Secção de texto
+++++

O Governo e o Chega, na Saúde 

Uma lei de bases é um álibi, se não se quiser ou não se puder resolver os problemas onde eles surgem. A aprovação de tal lei só pode ser conseguida pelo Governo com o apoio do Chega

Agora que os media já se convenceram de que a ministra da Saúde não se demite nem é demitida, talvez se possa olhar a realidade e o futuro. No turbilhão recente, o Governo de Luís Montenegro não teve capacidade para propostas estruturantes: não pôde decidir o destino da direção executiva nem da restante orgânica central; extinguiu as administrações regionais de saúde (ARS), mas nada de concreto propôs ao nível regional; sonhou que as unidades locais de saúde (ULS) poderiam ser uma forma de integrar cuidados primários e hospitais, mas ocorreu o natural predomínio hospitalar; teve que aceitar um orçamento amputado, sem meios para executar o corte; tentou disciplinar o recurso a tarefeiros e quase gerou um levantamento; anunciou unidades de saúde familiar, modelo C (USF-C) que não despertaram candidaturas e abriu o caminho à clínica privada convencionada recolhendo indiferença. Ainda bem, pois estas duas medidas, destruiriam o que ainda está de boa saúde nos cuidados primários.

+++++

Dados a analisar

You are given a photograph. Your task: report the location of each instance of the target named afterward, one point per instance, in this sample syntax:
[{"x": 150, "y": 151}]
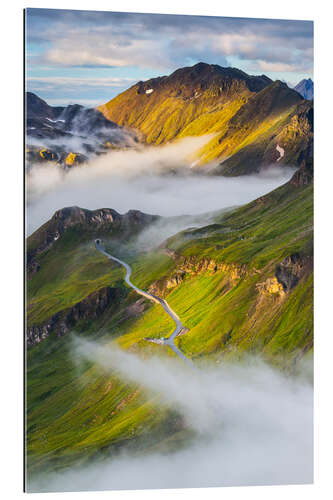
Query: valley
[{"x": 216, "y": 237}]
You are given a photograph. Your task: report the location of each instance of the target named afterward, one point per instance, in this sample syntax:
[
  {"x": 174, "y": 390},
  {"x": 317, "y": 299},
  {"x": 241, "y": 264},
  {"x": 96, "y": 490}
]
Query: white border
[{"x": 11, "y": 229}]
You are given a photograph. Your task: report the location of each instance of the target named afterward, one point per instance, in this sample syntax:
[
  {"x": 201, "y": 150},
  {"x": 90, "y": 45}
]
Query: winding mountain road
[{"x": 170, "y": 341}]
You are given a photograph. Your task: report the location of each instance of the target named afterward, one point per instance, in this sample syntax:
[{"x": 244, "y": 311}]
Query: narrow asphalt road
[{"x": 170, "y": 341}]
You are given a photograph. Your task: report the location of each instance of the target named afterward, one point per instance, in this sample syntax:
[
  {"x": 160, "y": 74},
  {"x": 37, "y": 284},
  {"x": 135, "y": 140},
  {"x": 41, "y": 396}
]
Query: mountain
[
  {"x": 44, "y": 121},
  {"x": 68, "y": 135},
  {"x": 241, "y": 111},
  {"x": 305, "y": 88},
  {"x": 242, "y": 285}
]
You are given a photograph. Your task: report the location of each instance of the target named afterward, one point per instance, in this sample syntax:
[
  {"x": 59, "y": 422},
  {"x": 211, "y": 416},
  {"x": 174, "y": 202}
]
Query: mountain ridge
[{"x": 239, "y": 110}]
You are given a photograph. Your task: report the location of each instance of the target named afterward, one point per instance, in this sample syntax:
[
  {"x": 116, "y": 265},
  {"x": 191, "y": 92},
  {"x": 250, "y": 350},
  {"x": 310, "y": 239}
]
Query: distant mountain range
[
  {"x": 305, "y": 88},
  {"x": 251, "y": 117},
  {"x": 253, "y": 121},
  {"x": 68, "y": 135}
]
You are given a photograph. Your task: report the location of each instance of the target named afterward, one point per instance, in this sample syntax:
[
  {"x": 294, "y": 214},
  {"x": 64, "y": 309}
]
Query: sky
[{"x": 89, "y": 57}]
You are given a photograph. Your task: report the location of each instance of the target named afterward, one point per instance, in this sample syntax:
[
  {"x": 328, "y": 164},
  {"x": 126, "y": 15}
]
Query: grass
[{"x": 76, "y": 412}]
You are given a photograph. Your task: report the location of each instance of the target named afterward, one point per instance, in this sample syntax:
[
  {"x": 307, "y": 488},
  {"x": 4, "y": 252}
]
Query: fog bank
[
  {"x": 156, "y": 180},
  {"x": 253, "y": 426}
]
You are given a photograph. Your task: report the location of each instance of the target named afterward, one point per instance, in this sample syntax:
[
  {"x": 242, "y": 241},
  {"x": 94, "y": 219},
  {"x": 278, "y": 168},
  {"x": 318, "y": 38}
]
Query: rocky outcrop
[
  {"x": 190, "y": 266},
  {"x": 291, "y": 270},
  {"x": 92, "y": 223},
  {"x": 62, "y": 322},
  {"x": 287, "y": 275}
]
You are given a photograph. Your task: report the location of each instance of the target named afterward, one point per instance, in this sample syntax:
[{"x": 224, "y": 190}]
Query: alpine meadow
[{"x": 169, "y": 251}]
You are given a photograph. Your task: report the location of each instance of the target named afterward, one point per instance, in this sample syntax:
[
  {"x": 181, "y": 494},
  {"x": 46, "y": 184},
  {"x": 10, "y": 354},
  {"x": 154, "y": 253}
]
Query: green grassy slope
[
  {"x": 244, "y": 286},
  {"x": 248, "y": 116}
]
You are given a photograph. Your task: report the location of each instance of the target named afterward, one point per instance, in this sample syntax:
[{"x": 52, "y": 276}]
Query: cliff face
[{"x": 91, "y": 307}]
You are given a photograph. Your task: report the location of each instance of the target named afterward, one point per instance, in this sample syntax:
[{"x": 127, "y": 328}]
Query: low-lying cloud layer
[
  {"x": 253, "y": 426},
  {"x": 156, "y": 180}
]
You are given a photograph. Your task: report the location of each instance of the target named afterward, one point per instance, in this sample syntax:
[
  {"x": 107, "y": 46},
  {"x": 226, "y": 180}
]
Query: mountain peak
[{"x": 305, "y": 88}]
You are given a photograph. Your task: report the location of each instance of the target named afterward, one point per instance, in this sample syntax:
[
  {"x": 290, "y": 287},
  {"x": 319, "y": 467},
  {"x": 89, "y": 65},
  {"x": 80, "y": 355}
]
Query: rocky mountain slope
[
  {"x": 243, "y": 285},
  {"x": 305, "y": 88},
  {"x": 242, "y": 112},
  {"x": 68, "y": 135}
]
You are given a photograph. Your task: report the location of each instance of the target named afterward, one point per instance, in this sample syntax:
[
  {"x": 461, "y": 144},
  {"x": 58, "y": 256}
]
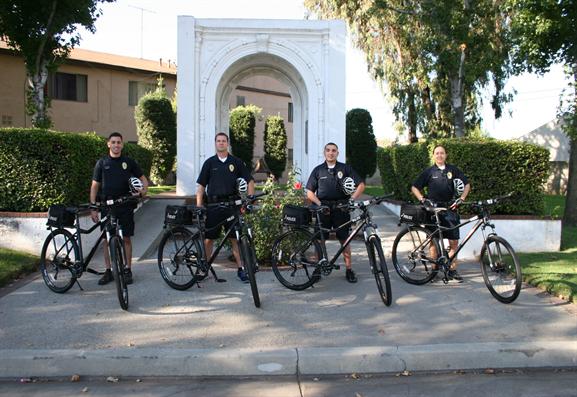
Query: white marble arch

+++++

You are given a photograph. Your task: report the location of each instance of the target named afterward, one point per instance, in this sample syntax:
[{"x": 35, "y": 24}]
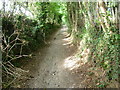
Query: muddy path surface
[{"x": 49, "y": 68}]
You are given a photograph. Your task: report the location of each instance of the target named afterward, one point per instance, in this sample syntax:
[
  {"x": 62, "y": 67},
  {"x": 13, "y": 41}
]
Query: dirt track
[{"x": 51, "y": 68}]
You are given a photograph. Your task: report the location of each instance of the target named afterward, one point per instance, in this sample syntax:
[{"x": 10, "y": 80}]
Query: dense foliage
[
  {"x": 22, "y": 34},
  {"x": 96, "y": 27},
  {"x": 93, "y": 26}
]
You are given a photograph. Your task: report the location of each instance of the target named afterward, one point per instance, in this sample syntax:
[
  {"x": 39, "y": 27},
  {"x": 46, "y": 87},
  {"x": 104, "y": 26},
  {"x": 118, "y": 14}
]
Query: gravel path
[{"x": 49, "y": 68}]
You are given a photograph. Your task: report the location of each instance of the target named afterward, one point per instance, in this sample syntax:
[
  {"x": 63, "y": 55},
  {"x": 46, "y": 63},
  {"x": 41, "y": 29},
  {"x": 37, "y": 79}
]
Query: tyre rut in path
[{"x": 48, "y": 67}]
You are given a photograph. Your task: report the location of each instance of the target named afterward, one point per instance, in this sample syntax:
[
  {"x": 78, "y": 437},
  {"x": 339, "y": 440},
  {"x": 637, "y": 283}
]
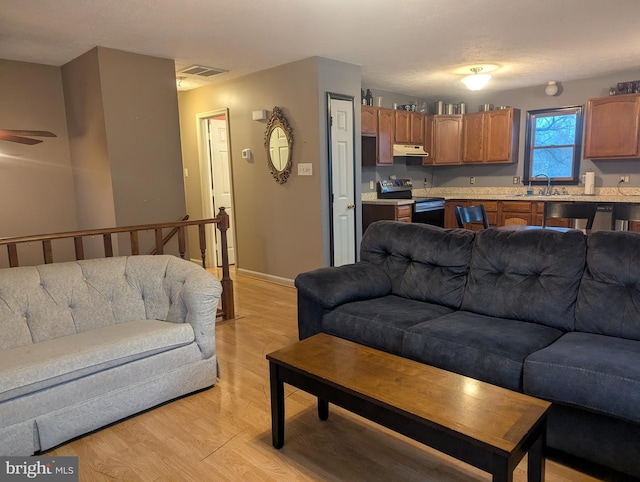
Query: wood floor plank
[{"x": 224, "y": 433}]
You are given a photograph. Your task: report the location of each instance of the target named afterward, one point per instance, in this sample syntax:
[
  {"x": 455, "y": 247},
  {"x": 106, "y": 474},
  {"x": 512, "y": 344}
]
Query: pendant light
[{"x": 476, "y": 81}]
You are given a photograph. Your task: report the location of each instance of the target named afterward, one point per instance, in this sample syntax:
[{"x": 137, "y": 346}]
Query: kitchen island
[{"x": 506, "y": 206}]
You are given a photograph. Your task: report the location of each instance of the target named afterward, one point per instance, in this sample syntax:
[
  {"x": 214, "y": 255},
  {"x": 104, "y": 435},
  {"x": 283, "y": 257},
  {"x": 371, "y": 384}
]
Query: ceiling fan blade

+++++

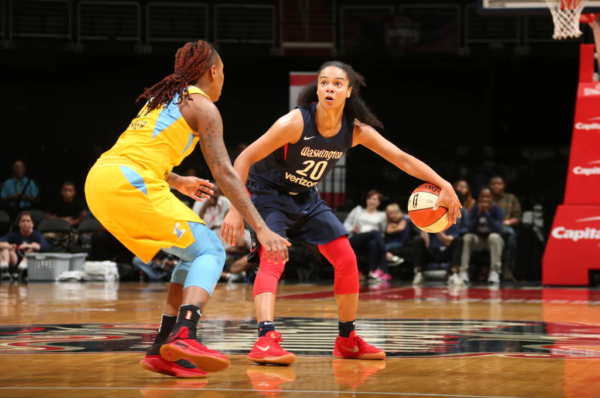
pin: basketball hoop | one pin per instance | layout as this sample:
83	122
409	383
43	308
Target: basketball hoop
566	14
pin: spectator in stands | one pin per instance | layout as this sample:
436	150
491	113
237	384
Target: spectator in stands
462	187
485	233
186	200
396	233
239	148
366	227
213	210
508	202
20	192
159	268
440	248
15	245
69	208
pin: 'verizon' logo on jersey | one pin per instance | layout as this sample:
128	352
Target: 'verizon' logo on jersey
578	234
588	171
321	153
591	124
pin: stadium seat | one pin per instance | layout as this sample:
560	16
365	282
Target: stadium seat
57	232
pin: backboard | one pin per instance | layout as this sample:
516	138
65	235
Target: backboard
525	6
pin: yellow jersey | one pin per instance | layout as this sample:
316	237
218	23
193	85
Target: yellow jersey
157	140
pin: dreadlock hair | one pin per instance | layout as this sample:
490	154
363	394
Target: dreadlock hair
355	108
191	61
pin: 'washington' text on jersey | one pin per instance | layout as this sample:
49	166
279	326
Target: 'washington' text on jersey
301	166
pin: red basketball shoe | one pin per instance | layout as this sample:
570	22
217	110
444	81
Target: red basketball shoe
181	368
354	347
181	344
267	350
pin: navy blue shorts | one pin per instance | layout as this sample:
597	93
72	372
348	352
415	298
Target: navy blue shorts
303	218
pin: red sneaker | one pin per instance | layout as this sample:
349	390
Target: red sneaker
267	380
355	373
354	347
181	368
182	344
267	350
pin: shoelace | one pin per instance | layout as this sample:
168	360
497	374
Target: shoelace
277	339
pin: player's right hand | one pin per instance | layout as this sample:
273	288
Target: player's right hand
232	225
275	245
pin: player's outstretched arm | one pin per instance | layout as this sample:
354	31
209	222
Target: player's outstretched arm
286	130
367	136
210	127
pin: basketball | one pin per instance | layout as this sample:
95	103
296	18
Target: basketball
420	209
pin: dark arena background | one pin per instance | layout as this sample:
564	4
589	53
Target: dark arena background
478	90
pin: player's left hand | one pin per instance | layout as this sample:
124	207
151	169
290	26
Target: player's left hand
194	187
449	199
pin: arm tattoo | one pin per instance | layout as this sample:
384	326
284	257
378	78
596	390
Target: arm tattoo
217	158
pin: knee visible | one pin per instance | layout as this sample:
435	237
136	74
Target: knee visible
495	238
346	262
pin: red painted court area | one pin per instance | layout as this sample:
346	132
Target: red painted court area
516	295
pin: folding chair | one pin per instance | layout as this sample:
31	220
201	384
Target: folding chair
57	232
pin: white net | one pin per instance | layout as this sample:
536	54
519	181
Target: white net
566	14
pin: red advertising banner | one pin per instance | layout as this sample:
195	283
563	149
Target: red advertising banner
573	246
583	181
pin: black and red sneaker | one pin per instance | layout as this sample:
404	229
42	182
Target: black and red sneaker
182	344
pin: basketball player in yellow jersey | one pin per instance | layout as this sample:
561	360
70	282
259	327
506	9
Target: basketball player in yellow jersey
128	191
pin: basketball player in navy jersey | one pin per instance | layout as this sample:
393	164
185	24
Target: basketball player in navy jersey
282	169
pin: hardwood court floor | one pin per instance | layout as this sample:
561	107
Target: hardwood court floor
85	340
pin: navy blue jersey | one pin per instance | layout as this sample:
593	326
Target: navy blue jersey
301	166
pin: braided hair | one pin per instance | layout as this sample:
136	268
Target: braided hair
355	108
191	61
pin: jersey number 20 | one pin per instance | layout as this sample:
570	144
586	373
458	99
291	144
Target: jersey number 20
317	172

+++++

Exercício
Responda a estas perguntas sobre o texto acerca do Governo e do Chega na Saúde:
1. Com o apoio de que partido pode o Governo conseguir a aprovação de uma lei de bases?
2. Que estruturas de nível regional foram extintas pelo Governo?
3. Qual foi o resultado da tentativa de disciplinar o recurso a tarefeiros?
As linhas constituem material à parte, sem ligação ao texto.

Resposta
1. Com o apoio do Chega.
2. As administrações regionais de saúde (ARS).
3. Quase gerou um levantamento.